What you need to do: Please count the lines below that contain the string "distant", with case counting, and give only that number.

Material for this task:
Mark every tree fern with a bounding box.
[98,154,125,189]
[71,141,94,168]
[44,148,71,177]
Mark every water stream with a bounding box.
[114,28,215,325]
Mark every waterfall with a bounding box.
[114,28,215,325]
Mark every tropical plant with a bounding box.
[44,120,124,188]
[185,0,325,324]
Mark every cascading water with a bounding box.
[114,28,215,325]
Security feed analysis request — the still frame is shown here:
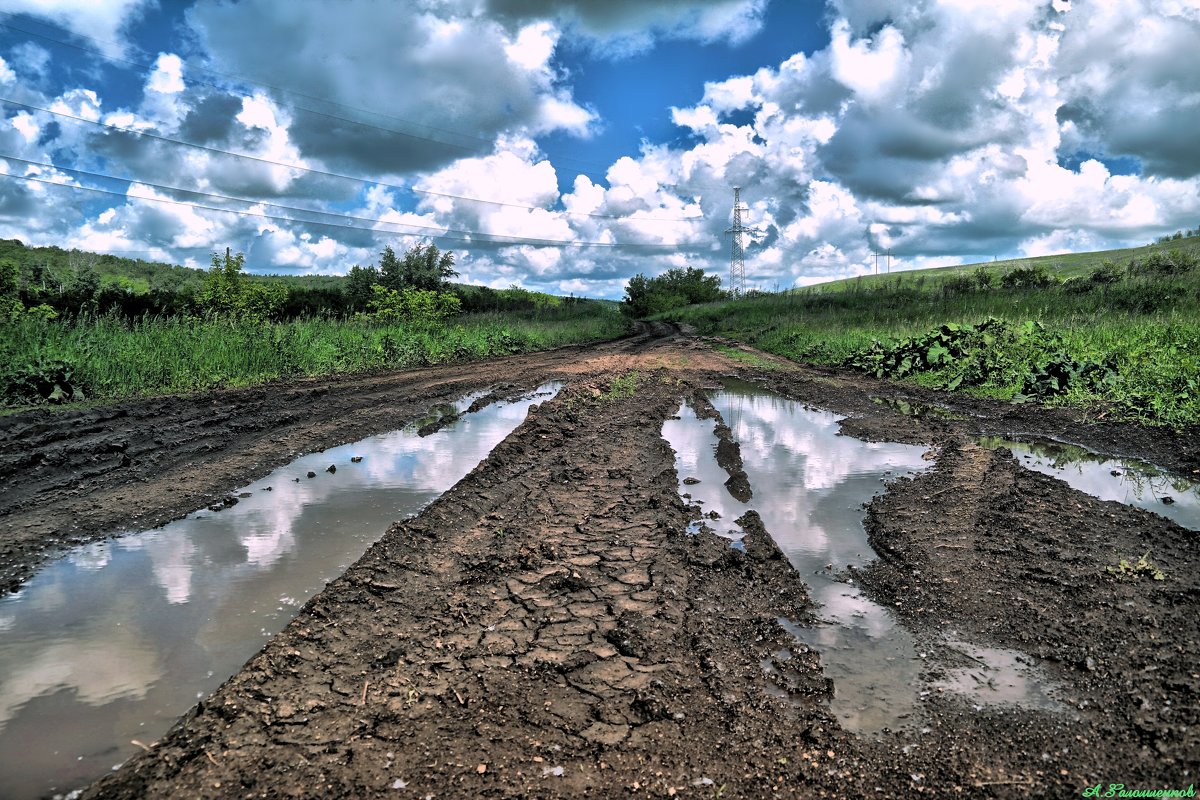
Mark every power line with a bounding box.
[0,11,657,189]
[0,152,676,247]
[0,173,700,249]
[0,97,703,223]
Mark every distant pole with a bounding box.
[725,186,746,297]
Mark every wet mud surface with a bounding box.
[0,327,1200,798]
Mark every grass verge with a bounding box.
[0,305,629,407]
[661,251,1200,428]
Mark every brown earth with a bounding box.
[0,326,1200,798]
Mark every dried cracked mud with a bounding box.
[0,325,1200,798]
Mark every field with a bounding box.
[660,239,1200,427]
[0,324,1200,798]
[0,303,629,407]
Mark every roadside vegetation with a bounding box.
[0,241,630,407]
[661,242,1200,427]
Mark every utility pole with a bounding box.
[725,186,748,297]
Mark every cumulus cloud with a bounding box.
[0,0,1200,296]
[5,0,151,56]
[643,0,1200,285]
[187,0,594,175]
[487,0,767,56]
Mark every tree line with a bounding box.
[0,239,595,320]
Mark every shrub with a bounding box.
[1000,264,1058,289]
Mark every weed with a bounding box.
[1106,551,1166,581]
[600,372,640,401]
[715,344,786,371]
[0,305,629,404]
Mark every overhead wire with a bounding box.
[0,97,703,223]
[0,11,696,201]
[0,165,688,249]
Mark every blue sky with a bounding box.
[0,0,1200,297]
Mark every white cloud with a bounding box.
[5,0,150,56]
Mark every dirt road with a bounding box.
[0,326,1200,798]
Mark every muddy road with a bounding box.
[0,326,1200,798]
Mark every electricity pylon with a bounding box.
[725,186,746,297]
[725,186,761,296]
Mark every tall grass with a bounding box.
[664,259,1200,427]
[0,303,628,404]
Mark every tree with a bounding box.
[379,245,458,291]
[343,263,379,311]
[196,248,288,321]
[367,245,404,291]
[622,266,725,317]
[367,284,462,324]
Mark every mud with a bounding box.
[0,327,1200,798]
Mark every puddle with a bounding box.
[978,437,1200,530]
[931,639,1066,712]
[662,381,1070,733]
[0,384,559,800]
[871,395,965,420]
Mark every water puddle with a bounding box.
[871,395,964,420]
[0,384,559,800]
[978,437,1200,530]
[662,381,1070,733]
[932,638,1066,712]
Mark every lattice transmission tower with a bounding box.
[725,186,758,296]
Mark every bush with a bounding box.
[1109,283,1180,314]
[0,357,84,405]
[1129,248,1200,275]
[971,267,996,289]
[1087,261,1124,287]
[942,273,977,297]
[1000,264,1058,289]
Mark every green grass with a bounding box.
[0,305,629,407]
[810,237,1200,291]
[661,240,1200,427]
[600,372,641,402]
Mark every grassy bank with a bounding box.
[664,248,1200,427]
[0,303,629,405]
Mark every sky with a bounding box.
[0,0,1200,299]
---
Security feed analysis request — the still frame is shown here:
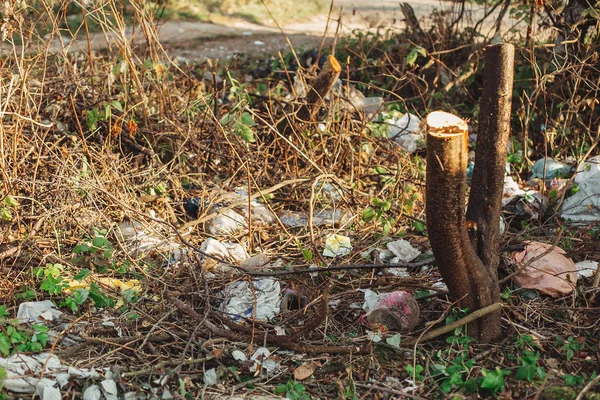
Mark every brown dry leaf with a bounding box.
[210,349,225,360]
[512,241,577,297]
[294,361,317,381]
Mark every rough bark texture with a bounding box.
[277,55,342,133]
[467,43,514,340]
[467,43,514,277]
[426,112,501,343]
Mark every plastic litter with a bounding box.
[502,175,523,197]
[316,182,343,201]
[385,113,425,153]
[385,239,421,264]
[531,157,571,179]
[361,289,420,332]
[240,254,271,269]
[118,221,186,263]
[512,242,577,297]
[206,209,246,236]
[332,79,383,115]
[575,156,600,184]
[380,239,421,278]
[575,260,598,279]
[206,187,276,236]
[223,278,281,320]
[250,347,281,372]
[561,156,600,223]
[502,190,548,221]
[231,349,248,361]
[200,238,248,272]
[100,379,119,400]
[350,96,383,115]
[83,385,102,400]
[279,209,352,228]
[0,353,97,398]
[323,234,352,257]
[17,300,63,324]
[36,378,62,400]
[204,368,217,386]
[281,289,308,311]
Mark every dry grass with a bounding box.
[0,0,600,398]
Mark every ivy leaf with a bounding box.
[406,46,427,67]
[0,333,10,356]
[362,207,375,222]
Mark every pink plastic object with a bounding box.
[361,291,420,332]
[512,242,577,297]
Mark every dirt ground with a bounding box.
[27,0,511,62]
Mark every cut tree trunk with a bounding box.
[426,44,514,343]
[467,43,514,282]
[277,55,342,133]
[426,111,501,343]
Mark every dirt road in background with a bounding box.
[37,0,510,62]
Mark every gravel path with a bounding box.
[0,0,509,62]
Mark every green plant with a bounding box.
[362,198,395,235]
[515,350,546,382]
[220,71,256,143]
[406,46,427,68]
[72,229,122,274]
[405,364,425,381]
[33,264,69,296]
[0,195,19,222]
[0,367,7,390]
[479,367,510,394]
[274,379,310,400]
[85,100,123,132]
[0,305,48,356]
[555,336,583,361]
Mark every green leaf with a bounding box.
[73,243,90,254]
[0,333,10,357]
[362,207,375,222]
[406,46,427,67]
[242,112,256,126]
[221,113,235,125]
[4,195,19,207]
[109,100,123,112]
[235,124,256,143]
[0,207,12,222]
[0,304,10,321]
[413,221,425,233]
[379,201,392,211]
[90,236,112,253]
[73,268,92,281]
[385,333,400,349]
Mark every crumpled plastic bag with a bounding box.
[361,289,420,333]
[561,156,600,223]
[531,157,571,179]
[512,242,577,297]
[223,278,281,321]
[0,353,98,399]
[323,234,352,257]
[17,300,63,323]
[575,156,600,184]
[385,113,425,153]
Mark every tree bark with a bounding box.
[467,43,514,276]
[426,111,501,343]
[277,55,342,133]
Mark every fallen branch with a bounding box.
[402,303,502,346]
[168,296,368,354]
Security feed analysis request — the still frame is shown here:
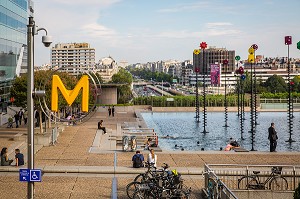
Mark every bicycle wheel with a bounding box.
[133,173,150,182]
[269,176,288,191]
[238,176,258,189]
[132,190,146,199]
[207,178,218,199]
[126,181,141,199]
==
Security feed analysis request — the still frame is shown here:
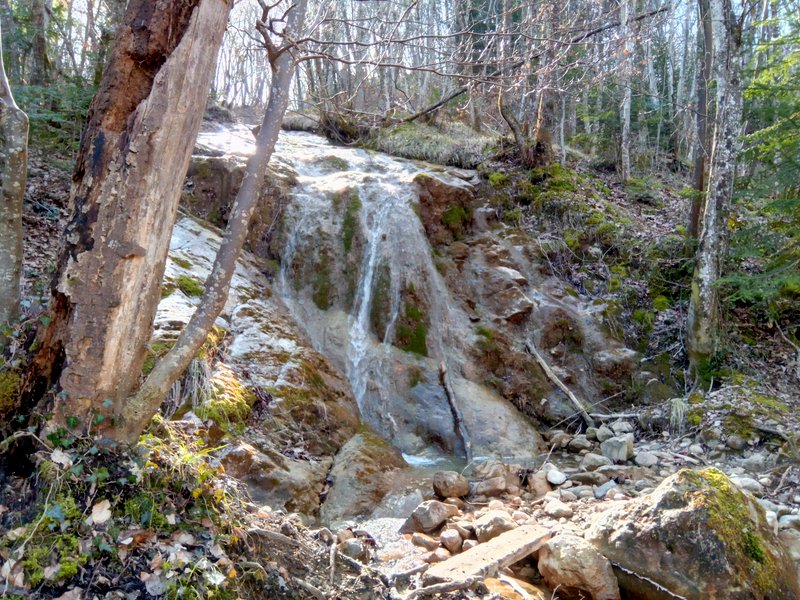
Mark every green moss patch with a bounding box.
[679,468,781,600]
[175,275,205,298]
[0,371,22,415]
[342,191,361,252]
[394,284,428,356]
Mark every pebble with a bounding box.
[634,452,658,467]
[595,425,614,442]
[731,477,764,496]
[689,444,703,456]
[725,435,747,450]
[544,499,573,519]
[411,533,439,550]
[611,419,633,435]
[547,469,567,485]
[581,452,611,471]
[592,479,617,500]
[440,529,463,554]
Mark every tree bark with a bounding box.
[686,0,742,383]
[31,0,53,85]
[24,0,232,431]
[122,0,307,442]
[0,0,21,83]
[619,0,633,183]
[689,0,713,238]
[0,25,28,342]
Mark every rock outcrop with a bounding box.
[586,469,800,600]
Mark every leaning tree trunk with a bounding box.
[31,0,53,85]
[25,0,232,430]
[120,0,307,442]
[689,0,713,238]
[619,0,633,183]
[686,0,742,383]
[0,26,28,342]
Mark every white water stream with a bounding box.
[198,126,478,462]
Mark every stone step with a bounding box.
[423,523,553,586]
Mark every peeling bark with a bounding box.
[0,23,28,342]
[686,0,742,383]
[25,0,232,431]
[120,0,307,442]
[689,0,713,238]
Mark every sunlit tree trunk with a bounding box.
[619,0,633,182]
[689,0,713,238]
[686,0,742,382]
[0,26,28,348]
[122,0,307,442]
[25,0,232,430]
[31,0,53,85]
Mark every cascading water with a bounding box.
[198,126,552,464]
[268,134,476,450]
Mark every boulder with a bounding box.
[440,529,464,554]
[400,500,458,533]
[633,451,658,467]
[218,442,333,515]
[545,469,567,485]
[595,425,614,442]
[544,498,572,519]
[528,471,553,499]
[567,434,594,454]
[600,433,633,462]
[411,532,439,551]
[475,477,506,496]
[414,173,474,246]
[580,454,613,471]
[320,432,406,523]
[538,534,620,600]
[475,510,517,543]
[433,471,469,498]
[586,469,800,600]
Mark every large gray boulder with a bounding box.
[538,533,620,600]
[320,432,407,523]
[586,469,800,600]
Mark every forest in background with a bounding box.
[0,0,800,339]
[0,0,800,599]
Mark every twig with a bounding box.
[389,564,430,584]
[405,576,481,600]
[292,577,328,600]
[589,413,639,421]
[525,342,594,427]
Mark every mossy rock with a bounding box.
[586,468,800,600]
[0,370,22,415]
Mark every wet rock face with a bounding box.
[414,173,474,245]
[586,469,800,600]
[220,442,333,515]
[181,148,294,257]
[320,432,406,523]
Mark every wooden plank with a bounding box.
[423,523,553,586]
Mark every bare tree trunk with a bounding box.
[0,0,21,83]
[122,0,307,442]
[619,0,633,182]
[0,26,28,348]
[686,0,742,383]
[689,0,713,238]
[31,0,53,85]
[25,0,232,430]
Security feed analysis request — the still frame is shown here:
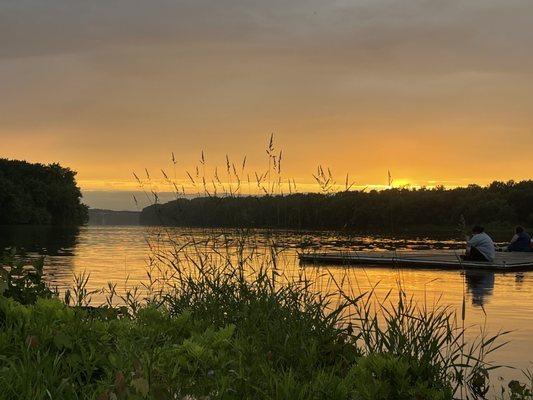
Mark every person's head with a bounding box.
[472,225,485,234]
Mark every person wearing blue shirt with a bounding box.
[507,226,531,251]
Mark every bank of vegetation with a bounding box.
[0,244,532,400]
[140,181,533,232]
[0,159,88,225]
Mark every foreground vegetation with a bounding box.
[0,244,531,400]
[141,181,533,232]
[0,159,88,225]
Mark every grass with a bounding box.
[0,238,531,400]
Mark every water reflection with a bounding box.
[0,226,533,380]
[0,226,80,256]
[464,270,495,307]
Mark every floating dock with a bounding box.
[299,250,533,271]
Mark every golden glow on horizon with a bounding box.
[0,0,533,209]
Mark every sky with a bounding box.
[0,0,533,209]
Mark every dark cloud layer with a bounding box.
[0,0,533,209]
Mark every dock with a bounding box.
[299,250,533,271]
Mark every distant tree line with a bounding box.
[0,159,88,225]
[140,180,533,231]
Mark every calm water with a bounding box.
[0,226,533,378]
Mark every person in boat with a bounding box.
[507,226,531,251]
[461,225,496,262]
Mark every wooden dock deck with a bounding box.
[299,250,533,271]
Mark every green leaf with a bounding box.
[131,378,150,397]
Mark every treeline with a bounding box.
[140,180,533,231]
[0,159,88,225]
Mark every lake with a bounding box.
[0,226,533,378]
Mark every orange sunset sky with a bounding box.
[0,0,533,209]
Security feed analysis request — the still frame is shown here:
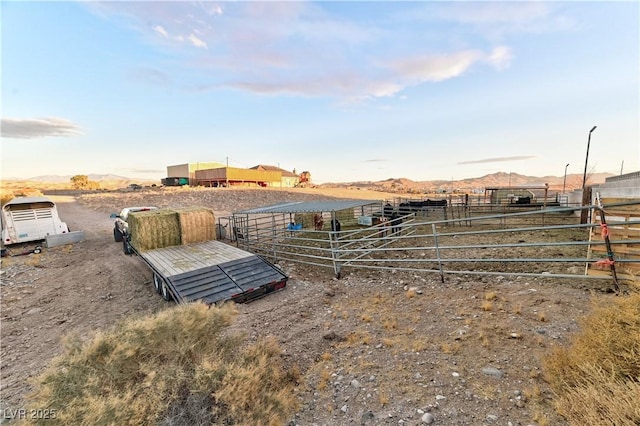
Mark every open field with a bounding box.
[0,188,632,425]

Reply: 2